## EXERCISE INSTRUCTIONS
Print all the entries exactly.

Point localization data
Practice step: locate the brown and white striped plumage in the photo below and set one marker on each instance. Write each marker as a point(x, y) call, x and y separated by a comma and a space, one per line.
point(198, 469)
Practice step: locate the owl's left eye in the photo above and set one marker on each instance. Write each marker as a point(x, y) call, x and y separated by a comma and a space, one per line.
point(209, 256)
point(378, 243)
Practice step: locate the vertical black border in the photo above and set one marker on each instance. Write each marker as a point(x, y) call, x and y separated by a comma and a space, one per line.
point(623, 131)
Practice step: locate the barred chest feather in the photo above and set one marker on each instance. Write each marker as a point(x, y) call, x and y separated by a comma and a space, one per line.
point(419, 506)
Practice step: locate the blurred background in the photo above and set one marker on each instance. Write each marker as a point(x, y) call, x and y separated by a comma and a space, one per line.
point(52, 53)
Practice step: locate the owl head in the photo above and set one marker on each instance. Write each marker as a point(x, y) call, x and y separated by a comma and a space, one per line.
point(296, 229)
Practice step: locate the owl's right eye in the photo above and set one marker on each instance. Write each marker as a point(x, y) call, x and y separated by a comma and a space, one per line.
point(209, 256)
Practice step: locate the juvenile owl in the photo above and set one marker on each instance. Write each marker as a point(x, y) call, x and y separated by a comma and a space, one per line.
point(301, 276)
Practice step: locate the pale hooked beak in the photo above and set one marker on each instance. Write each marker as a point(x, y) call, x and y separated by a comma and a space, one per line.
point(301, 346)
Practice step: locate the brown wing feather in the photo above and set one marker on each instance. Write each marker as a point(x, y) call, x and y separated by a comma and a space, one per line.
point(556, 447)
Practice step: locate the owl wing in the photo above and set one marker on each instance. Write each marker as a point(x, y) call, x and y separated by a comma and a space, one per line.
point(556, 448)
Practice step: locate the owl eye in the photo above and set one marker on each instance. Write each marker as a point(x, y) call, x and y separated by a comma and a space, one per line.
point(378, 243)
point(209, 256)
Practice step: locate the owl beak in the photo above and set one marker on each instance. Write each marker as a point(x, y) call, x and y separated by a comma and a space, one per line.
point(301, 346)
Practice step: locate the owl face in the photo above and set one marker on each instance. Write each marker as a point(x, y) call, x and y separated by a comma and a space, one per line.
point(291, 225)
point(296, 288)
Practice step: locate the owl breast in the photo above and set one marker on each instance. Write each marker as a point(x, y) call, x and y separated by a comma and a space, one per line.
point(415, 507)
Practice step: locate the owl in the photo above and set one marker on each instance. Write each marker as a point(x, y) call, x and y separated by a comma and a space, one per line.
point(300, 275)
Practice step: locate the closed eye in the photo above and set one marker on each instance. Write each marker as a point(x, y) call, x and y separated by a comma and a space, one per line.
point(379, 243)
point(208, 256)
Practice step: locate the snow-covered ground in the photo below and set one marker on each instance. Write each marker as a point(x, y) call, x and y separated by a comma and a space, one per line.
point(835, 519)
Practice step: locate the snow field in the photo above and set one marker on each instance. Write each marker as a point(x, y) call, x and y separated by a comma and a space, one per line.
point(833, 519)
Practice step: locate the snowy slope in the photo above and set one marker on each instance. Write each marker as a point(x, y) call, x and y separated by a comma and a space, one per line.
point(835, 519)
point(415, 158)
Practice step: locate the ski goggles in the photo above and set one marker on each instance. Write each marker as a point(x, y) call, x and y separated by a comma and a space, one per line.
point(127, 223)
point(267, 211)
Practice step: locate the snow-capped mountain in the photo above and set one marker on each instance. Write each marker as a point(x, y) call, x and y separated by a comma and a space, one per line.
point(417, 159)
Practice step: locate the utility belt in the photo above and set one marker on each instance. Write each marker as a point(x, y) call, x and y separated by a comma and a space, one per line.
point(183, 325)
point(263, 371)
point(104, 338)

## ANSWER TO THIS TASK
Practice step: locate the brown and white striped plumage in the photo below and set one marker on each instance. Write each marker as a point(x, y) call, x and y separated by a comma and a space, one per line.
point(198, 469)
Practice step: locate the owl's left eye in the photo above and set one marker on each instance. Write each marker as a point(x, y) call, x and y separated by a comma and a space, one per line.
point(209, 256)
point(378, 243)
Practice step: locate the vertical black border in the photo above and set one marker on each instance. Write each marker as a point(x, y) call, x and y separated by a comma and a space, one per line.
point(623, 131)
Practice step: locate the barred chest feather in the photo above and set one marker on each instance. Write each marker as a point(x, y) call, x and y separated by a comma and a space, one per line.
point(419, 506)
Practice step: locate the blurred background in the photo above and set one marker on each instance. Write each marker as a point(x, y) call, x and y separated by a comma and a space, one per line.
point(52, 53)
Practice step: locate the owl head in the photo above and set one marker on each instance. Write each marker as a point(x, y) call, x and y separated by a comma and a space, one per line.
point(296, 229)
Practice step: locate the owl's right eye in the photo above and set one marker on each instance. Write each marker as a point(x, y) call, x and y separated by a comma and a space, one per line.
point(209, 256)
Practice step: locate the juvenile owl in the photo above and set one marker on each instance. Write each marker as a point(x, y) call, x and y separated by a comma and a space, one per line.
point(301, 276)
Practice step: locate the pale hooked beak in the photo above and set one marker on each instance. Write each marker as a point(x, y) call, x and y separated by a comma and a space, one per line.
point(301, 346)
Practice step: locate the brown wing feather in the photo above and set one marker on each instance. Write each marker as a point(x, y) call, x and y separated by a comma and a space, one per line.
point(556, 447)
Practice step: locate the owl wing in the photo above and set one marker on each instance. Write each marker as a point(x, y) call, x and y separated by a comma and a space, one per line.
point(556, 448)
Practice step: locate the owl eye in the photo above and set one marker on each instance. Write each marker as a point(x, y) call, x and y separated by a comma and a space, one per line.
point(378, 243)
point(209, 256)
Practice step: locate the owl beak in the photo above and set one marker on each instance. Write each marker as a point(x, y) call, x and y separated by a comma and a space, one per line.
point(301, 346)
Practice step: locate the owl face in the photo above and set one marker on each instance. Write each marker as a point(x, y) call, x and y separated by a comma and a space, one per line.
point(291, 225)
point(296, 288)
Practice step: locate the owl breast in the photo above and set one marker on each instance. Write each marker as a point(x, y) call, x and y separated by a comma and a space, one per line.
point(415, 507)
Practice step: locate the owl in the photo above and set one marker on each instance. Write each marker as a point(x, y) call, x and y separated by a comma and a space, one per line.
point(300, 275)
Practice step: locate the closed eye in the photo above and set one marker on each instance. Write each marker as a point(x, y) call, x and y separated by a comma and a space, one per line.
point(379, 243)
point(208, 256)
Practice step: locate the snow-covered ground in the photo below and set one marker on each instance. Write each marker as a point(x, y) call, x and y separated by a comma and a space, one per line.
point(835, 519)
Practice step: locate the snow field in the photo above and set one marker on each instance. Write each marker as a point(x, y) call, x and y separated by a comma and a space, one per line.
point(833, 519)
Practice step: locate the snowy slope in the photo above and set one marker on each instance. Write each marker as a point(x, y) call, x and y separated by a comma and a space, one per line.
point(835, 519)
point(415, 158)
Practice step: locate the ski goggles in the photo above and set one marker on each instance. Write each marker as a point(x, y) call, x and y separated by a comma and a space, one per line.
point(127, 223)
point(267, 211)
Practice step: locate the snow-capped mountain in the photo above and set one marker on each instance. Write each marker as a point(x, y) call, x and y separated by a comma and a space, one per line.
point(417, 159)
Practice step: locate the utility belt in the photo above and set one marker on each instance. Write each marker as a point(x, y) call, x and y separated by a comma and a space, one per line.
point(183, 325)
point(263, 371)
point(104, 338)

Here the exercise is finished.